### Text segment

BEGIN

Dogs are family members and we have always considered them that in our family. They will go with us wherever we go wherever overseas or in the states. For recommending that we adopt a smaller breed because of transport makes it seem like a dog would be a burden on us. If we thought it would be a burden we would not be attempting to adopt. We are looking towards the future life of the dog which is until the end. I do not appreciate the e-mail to my wife below as if we are just some random family looking for a puppy because they are cute. We know what the care and responsibilities of a dog entail and we are ready for that commitment.

Thank you for your time and I await your response.



This was a few weeks ago and they still haven't responded to me.


----------



## Jax08 (Feb 13, 2009)

Did you see the other thread on a person turned down by a rescue (also in California)? At least this one was courteous enough to take the time to explain why exactly, many aren't as they are staffed with volunteers who also work. Though I think their recommendation to adopt another breed is a more than a bit condescending. Don't try to make sense of it. They aren't going to change their minds. You would do yourself a favor by moving on. Either to a different rescue or to a shelter.


----------



## LoveEcho (Mar 4, 2011)

Agree with Jax. There are a lot of threads about rescues being ridiculous... the sad part is it completely detracts from the value of what they're doing and undermines rescues as a whole. I swore off rescue until I met a member here who worked closely with a very good rescue out in the midwest and I would absolutely consider a dog from him. I'm so sorry- it's hard not to take it personally, I know, especially with such a snotty email. The rescues that are really well run are too frequently overshadowed by the rescues that are run by PETA wannabes.


----------



## Sunflowers (Feb 17, 2012)

Hey, join the club. 

I was rejected by rescue because I had a cat, a one-year-old nephew who visited, and an unfenced yard.

I went to a reputable breeder, and I'm very glad I did.


And by the way, thank you for your service.


----------



## Shade (Feb 20, 2012)

END

### Entries provided
BEGIN

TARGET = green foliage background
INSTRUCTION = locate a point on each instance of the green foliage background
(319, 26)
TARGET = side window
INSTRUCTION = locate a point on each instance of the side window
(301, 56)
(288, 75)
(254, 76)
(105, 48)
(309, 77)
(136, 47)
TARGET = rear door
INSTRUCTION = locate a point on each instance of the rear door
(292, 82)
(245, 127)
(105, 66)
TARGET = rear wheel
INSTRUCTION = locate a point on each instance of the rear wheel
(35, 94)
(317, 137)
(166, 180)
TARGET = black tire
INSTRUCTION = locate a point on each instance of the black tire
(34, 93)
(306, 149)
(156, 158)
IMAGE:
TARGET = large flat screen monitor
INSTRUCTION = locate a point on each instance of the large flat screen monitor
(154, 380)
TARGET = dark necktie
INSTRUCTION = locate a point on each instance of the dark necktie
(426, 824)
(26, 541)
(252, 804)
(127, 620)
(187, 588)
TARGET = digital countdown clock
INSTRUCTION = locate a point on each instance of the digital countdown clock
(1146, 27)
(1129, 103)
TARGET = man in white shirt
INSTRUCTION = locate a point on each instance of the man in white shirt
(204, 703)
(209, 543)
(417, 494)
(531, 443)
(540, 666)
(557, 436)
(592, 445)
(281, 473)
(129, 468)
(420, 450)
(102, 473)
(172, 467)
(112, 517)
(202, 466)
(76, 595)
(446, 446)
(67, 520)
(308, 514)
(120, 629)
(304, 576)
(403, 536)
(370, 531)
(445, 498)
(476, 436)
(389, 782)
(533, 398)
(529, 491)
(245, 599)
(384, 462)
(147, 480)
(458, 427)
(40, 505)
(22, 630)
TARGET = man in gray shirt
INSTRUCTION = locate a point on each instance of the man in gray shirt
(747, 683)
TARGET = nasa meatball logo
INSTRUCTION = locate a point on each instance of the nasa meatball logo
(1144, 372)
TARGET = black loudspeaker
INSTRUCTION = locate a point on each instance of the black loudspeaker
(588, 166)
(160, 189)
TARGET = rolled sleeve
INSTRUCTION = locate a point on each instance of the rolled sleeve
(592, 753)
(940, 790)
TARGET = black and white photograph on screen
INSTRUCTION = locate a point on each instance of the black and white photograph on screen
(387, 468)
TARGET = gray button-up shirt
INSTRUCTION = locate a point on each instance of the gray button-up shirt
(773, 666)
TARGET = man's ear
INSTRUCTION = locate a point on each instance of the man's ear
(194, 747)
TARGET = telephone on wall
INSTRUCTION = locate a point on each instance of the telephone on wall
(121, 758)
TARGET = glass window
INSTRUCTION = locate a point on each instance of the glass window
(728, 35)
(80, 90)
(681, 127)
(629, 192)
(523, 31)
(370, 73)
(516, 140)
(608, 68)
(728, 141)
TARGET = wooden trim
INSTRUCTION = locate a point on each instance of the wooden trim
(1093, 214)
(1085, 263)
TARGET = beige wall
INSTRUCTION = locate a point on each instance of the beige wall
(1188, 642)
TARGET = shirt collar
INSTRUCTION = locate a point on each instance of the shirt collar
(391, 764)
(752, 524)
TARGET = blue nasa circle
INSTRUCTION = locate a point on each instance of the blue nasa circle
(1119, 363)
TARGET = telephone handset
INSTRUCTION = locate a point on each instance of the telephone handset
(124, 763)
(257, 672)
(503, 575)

END

### What to work on
1. In the forum thread about being turned down by a dog rescue, what reasons does Sunflowers give for being rejected by a rescue?
2. Resume the forum thread about being turned down by a dog rescue, picking up right after its final line.

### Response list
1. Sunflowers had a cat, a one-year-old nephew who visited, and an unfenced yard.

2.
There are many bad rescues out there just like bad breeders. It sucks but at least you know off the bat you don't want to work with them. Try again with a different rescue or keep a eye out at the local humane societies or go with a reputable breeder. 

I hope you don't let this one problem keep you down, there's a great dog waiting for you out there


----------



## misslesleedavis1 (Dec 5, 2013)

Absoluetly condescending, I agree with Jax too.


----------



## Merciel (Apr 25, 2013)

Shade said:


> There are many bad rescues out there just like bad breeders. It sucks but at least you know off the bat you don't want to work with them. Try again with a different rescue or keep a eye out at the local humane societies or go with a reputable breeder.
> 
> I hope you don't let this one problem keep you down, there's a great dog waiting for you out there


yep

Sorry you hit a bad apple, but that's all this is: a one-off mismatch. Don't let it get to you on a personal level.

Try again with another rescue, go to a shelter, or look for an ethical breeder. If this was a breed-specific rescue, you may have better luck working with an all-breed rescue.


----------



## bvilchez (Nov 22, 2013)

Thank you everyone and I appreciate the input. I'm actually amazed that a rescue would even come across like that. I know everything is in the best interest of the dog but still in awe somewhat. 

Thank you for the support.


----------



## Betty (Aug 11, 2002)

While I believe every dog should be placed as if his life depends on it (it does) even more for rescues I think. These are dogs that have already beat the odds once and chances are they will not get so lucky the next time...............

As a breeder the points they have brought up would be of concern to me. And while I have placed dogs with many military families I have turned down more. Just look at the shelters near any military base and you will know why.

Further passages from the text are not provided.